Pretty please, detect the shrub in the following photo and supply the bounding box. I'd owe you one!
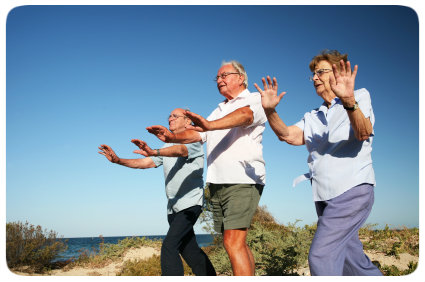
[248,207,315,275]
[380,261,418,276]
[117,255,162,276]
[359,224,419,257]
[203,205,316,275]
[117,254,194,276]
[6,221,67,273]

• **REQUIRED WORK**
Output the listing above exactly, excluding all pictures.

• **PROBLEM SOLUTION**
Pretty please, detect the shrub in the following photo and supply the bounding box. I'd owe you one!
[248,207,315,275]
[380,261,418,276]
[117,255,162,276]
[359,224,419,257]
[203,205,316,275]
[117,254,194,276]
[6,221,67,273]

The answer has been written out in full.